THE PROBLEM -> Report each line of the entries below that includes "white".

LISTED ENTRIES ->
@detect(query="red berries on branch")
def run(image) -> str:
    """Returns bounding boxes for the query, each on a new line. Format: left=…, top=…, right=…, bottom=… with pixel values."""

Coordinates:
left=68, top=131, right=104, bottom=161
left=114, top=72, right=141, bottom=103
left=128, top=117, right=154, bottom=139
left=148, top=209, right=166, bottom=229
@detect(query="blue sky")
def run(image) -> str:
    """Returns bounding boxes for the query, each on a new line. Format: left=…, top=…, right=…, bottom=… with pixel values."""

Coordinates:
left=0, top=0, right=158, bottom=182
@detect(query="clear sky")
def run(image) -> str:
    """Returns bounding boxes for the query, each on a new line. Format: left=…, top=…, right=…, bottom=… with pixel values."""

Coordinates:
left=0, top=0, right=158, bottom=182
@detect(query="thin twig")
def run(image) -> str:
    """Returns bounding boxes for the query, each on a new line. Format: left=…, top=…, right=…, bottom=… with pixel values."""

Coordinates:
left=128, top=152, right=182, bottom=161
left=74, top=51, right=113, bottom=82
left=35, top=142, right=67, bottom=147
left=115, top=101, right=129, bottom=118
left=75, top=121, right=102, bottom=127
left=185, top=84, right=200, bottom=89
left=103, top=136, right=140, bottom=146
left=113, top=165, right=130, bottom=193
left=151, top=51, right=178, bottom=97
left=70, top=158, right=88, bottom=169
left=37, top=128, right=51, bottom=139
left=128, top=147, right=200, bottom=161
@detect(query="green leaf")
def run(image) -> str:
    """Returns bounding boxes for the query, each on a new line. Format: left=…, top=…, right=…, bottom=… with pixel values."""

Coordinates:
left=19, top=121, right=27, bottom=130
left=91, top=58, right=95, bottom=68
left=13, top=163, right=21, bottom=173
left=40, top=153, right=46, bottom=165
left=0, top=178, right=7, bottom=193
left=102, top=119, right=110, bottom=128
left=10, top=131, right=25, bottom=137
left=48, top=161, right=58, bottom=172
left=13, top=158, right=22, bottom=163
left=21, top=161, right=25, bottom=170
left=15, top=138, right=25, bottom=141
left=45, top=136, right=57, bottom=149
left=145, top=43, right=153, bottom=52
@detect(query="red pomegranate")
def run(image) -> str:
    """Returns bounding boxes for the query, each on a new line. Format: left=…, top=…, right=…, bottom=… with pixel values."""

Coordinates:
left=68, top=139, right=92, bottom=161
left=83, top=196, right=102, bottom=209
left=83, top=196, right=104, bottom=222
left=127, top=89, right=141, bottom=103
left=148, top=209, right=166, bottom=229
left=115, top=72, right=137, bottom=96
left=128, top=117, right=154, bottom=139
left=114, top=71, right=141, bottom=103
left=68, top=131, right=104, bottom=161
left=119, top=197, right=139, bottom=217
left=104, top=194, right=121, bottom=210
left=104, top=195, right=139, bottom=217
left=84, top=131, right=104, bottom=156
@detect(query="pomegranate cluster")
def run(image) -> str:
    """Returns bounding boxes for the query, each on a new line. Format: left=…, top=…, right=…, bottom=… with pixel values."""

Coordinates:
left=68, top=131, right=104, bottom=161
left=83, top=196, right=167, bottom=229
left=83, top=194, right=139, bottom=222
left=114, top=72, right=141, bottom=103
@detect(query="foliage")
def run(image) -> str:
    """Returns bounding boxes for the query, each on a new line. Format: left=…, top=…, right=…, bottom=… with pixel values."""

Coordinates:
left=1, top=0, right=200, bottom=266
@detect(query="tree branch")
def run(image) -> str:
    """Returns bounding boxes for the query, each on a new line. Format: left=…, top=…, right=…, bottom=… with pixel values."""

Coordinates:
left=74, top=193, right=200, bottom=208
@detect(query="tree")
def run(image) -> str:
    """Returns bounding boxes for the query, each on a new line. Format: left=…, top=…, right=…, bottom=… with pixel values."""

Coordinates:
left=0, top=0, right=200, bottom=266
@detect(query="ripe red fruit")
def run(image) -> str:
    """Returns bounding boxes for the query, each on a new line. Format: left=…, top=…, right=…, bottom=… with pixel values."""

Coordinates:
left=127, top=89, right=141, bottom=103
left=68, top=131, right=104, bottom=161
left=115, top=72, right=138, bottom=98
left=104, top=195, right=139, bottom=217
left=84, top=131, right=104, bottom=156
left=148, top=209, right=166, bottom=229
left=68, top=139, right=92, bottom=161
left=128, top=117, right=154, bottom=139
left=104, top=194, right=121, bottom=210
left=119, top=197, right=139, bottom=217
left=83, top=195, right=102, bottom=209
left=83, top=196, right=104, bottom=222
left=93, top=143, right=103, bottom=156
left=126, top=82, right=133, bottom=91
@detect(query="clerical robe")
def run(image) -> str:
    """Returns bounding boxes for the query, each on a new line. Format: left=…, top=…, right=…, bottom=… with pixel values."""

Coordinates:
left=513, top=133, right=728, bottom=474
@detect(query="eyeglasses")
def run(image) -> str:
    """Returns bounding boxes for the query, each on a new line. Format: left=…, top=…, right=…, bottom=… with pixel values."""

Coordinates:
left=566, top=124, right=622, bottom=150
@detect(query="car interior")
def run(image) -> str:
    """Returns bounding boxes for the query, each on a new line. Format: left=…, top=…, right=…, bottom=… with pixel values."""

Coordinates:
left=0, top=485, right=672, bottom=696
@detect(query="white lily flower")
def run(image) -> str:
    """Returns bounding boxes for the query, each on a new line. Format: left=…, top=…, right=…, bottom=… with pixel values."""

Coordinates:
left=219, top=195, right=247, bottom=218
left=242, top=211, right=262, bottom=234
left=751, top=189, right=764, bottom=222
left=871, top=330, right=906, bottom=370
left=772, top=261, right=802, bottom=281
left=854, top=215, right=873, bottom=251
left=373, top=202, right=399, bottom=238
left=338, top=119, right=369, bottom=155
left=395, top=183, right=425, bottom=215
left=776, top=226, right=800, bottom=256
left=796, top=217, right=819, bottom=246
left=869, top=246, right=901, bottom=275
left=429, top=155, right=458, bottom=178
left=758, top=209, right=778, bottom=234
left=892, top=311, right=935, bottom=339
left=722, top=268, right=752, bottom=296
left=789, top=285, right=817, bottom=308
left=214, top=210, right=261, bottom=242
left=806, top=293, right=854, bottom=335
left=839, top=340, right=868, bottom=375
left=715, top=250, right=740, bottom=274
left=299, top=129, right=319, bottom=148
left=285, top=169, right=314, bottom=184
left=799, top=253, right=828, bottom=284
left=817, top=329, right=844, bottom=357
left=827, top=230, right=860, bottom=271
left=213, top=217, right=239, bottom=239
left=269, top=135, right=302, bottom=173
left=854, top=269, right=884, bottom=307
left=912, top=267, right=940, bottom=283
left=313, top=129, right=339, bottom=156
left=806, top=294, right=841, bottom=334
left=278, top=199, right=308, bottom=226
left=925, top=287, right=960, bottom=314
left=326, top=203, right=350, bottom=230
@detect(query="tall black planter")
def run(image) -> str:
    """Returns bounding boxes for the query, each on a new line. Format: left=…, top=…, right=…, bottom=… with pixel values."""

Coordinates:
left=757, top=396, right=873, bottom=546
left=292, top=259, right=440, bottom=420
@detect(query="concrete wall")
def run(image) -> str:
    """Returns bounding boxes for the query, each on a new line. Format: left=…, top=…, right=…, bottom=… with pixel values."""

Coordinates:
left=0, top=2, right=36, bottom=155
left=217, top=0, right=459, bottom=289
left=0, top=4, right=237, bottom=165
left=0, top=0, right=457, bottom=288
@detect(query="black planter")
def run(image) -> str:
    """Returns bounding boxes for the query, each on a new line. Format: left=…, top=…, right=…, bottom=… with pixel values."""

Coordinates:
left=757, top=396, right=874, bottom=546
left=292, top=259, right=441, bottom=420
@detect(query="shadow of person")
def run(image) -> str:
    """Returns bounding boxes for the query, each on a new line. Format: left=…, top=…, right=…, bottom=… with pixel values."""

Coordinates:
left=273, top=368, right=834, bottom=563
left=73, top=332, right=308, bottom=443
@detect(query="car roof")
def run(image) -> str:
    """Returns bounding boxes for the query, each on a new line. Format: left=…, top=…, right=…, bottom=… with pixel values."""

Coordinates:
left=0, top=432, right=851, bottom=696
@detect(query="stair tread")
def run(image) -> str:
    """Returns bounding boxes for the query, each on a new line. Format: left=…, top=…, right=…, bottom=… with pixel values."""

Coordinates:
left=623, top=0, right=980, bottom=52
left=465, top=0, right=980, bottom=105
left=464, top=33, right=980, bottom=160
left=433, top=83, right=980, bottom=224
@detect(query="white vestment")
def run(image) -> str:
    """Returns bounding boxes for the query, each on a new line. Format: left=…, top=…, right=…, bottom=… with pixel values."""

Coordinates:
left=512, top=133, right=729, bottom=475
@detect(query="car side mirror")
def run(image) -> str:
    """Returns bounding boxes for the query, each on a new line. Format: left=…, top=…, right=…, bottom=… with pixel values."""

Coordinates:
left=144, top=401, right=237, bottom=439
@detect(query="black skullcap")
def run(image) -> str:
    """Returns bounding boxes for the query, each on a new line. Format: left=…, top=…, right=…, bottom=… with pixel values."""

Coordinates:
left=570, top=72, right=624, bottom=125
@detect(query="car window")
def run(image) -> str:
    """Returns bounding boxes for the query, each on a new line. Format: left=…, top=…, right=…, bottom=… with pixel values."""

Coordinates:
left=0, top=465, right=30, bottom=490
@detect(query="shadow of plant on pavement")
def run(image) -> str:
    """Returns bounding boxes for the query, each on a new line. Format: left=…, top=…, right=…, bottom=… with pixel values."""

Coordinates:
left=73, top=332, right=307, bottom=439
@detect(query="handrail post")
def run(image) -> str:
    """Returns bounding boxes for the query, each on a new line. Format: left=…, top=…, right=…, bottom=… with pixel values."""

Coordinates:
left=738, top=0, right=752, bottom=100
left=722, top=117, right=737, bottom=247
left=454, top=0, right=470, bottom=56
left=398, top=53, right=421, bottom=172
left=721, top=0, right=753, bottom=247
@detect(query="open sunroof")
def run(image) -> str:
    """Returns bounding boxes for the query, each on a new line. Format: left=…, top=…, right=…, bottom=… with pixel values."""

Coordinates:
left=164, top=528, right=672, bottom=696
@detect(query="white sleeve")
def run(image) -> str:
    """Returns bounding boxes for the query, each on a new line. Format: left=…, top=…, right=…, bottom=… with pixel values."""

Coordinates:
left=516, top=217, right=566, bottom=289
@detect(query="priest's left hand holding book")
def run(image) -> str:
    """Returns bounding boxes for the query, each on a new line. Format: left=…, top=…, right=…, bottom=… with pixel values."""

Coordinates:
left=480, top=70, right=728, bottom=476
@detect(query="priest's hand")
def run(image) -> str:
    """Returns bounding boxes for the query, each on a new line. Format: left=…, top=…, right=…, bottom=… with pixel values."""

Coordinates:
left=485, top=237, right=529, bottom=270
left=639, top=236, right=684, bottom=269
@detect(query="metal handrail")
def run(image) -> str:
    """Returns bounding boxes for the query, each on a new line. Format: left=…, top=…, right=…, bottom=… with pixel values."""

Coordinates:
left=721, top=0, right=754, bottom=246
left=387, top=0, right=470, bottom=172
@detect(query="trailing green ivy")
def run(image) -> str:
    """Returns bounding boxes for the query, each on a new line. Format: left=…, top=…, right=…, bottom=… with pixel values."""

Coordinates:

SOLVED EXERCISE ->
@detect(query="white lily flower")
@detect(query="white vestment")
@detect(query="white sleeve")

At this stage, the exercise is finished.